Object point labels
---------------
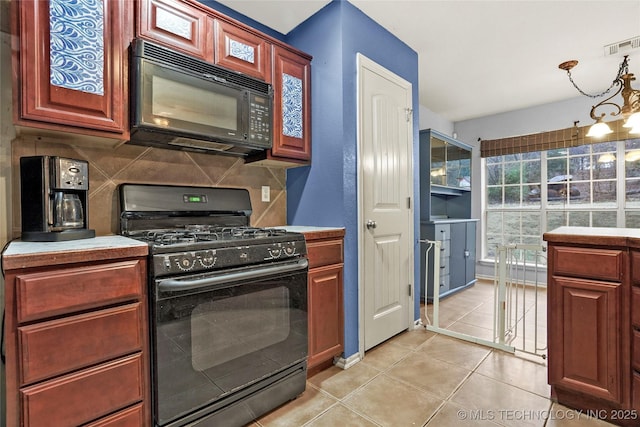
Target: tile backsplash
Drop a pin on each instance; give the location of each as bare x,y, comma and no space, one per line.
109,167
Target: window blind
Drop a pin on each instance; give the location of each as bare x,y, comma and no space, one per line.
561,138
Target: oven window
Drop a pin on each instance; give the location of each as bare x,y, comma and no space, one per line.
219,335
212,344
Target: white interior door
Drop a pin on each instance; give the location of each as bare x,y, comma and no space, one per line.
385,191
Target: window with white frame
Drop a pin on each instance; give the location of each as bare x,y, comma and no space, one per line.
527,194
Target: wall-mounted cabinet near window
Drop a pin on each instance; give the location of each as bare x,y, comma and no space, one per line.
445,177
445,210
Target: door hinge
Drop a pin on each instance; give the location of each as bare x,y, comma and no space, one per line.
408,113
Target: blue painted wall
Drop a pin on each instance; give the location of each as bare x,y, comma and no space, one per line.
325,193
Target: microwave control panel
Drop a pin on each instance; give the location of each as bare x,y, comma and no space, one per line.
260,119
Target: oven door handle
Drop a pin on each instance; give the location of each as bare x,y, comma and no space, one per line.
169,285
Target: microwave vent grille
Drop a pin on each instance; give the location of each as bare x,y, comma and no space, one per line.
201,68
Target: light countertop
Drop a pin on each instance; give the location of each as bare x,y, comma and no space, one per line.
20,254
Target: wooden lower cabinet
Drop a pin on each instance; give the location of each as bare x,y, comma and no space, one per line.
325,298
593,323
76,344
584,339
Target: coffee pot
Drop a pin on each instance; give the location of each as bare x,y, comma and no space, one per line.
54,195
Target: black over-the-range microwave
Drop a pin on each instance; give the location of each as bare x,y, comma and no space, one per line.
183,103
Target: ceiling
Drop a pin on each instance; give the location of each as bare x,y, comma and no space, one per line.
480,57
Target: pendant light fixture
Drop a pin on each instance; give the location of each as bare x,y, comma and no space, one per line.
629,110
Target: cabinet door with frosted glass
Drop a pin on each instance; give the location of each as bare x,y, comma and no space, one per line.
72,65
292,105
241,50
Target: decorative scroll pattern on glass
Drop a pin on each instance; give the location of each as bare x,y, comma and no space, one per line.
291,106
242,51
173,24
77,45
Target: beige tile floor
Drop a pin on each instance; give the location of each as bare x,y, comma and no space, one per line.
420,378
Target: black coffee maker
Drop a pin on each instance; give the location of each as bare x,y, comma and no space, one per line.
54,199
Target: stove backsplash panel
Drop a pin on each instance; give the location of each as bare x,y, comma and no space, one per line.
109,167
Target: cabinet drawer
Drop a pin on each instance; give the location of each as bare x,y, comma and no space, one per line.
635,393
130,417
603,264
177,25
40,295
635,267
60,346
325,252
240,50
635,307
63,401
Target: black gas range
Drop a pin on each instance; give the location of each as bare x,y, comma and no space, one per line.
228,304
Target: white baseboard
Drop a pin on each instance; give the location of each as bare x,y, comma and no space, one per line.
343,363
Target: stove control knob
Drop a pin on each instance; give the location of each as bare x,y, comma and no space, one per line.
207,258
185,262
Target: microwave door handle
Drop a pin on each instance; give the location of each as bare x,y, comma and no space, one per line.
169,285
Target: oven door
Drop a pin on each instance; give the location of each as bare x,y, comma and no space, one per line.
219,336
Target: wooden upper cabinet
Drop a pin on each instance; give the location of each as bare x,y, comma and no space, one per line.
72,77
177,25
292,105
242,51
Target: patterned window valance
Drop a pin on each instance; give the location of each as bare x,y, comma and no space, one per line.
562,138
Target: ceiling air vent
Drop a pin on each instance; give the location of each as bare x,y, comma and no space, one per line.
614,48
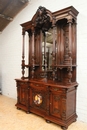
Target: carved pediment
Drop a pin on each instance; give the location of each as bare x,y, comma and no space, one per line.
42,19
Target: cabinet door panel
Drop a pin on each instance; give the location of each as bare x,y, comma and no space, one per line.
55,105
23,98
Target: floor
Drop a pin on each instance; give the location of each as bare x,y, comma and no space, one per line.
13,119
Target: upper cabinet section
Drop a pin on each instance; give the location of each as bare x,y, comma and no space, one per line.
52,44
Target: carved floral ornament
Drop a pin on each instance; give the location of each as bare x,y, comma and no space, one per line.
43,19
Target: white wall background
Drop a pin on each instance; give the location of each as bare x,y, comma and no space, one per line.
11,48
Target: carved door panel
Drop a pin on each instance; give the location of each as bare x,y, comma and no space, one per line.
38,97
23,94
55,104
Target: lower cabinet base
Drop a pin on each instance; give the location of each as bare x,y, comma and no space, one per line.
63,123
55,103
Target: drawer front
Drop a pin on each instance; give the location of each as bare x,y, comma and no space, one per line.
57,89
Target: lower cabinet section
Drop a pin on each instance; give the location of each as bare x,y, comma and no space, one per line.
53,102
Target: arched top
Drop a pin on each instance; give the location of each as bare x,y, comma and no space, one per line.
42,19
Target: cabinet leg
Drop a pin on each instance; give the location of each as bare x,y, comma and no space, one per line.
48,121
18,108
27,112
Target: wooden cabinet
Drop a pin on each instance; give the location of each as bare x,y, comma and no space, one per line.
49,88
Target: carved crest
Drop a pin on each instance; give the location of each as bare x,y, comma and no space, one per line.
43,20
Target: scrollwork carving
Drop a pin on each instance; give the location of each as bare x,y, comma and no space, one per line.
43,19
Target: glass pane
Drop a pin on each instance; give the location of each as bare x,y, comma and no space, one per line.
47,50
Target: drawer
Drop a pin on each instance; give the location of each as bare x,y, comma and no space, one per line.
57,89
36,84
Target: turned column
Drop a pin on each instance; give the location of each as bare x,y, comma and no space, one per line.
54,49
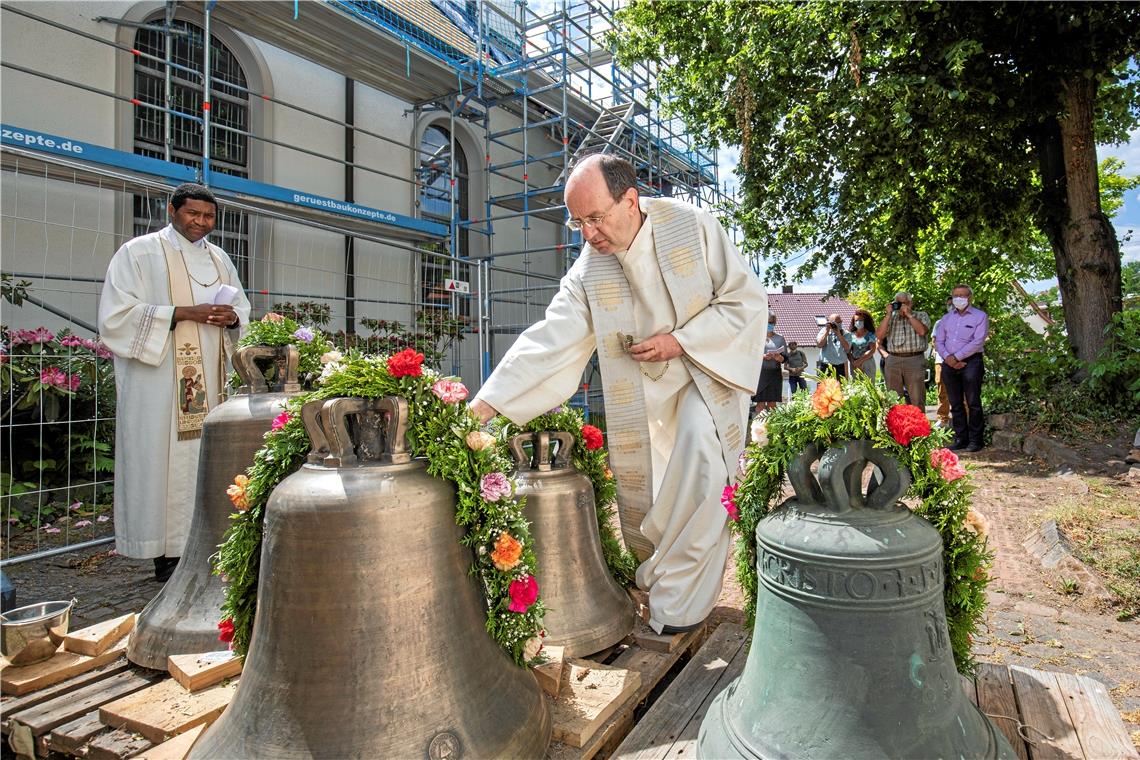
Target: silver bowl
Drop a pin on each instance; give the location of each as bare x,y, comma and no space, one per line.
33,632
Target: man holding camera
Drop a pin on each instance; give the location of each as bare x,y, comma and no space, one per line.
835,343
904,333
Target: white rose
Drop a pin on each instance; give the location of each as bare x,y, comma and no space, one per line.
531,648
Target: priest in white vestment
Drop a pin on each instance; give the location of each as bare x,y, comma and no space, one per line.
678,320
159,316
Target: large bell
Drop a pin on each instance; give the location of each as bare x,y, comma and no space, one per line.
182,619
586,610
368,639
851,653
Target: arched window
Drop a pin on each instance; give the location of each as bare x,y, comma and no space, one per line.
434,176
229,107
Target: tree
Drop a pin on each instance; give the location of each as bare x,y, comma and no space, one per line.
871,129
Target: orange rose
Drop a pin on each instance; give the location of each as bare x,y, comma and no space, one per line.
827,398
507,552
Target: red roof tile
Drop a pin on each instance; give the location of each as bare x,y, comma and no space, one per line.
796,313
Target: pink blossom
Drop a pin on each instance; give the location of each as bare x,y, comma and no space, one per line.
729,499
494,487
947,465
449,391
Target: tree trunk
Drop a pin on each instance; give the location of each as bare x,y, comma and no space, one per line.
1083,240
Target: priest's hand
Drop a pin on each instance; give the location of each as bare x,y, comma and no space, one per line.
659,348
206,313
483,410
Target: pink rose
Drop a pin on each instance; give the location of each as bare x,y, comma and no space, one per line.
494,487
523,594
449,391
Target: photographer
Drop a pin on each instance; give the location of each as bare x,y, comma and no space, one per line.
905,334
836,343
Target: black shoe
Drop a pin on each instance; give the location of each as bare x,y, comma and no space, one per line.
163,568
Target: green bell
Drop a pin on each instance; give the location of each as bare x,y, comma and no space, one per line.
851,654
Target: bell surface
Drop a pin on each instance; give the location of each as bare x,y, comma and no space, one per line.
368,639
182,618
851,653
586,610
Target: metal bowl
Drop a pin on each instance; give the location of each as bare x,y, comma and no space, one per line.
33,632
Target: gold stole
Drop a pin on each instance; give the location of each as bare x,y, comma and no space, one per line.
192,402
681,256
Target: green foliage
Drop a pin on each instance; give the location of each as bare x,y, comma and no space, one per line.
790,427
592,463
437,431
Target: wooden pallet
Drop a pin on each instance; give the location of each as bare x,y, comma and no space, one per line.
1063,716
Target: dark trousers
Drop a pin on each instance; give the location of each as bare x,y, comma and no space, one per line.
963,386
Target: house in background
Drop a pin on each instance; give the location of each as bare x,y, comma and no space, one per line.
796,319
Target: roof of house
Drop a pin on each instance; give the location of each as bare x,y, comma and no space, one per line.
796,313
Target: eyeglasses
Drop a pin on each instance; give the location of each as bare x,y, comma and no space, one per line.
577,225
---------------
Beginning at the line where "Target: tree trunk" appears, extract each line through the end of the data above; keep them exact and include nothing else.

> Task solution
Target: tree trunk
Drop a pin on each instance; give the location of each as bare x,y, comma and no space, one per line.
1083,240
Target: priest's hand
Drop a pin on each instance; give the location of each as bare x,y, comma and no space, one per line.
659,348
206,313
483,410
Target: pink rose
Drop a pin on each instance; give the location of each as bare x,y, comma and no space, one per line.
494,487
523,594
449,391
Target: photographer
Drop a pin on each instance; give the location of each as bare x,y, comma and no space, one per line.
905,334
836,343
Target: black shoe
Drop a pin on each instance; give the location of each as bare x,y, comma and no space, one per line.
163,568
Target: green bell
Drop a pin on each instance; give the location of each as bare x,y, comma and no space, one per line.
851,654
Target: bell surface
Drop a pin on each instance; give the location of each as bare x,y, comma and no space, one per line.
368,639
182,618
851,653
586,610
Target: metal bowl
Drop a pin on each instance; give the location of each as bare x,y, comma and no space, one per line.
33,632
Target: gold stole
Drop a pin on each instance; give the location of each as bare x,y, comma and no space, one per line.
192,402
681,256
Target: green foliage
Drop a pin on each instance; give the location of each as bare x,y, comma and no space, one per line.
790,427
592,463
437,431
Target: wooden pallet
Drop a pin on each instance; give the location of each as bare x,y, comma and no space, one per line.
1063,716
Target: dark trousers
Drop a pin on each instance; give the location of each as bare x,y, comma and no space, one per line.
963,386
Target: house in background
Drop a pin on each instance; give the location of each as bare x,y, comma and no space, one per line.
796,319
Target: roof of house
Drop a pin on each instance; give the location of each as bare x,y, comma and no space, one per line.
796,313
Target: eyeglasses
Drop a pin on each instance; give the location of each as bare x,y, comma and no space, one per line.
577,225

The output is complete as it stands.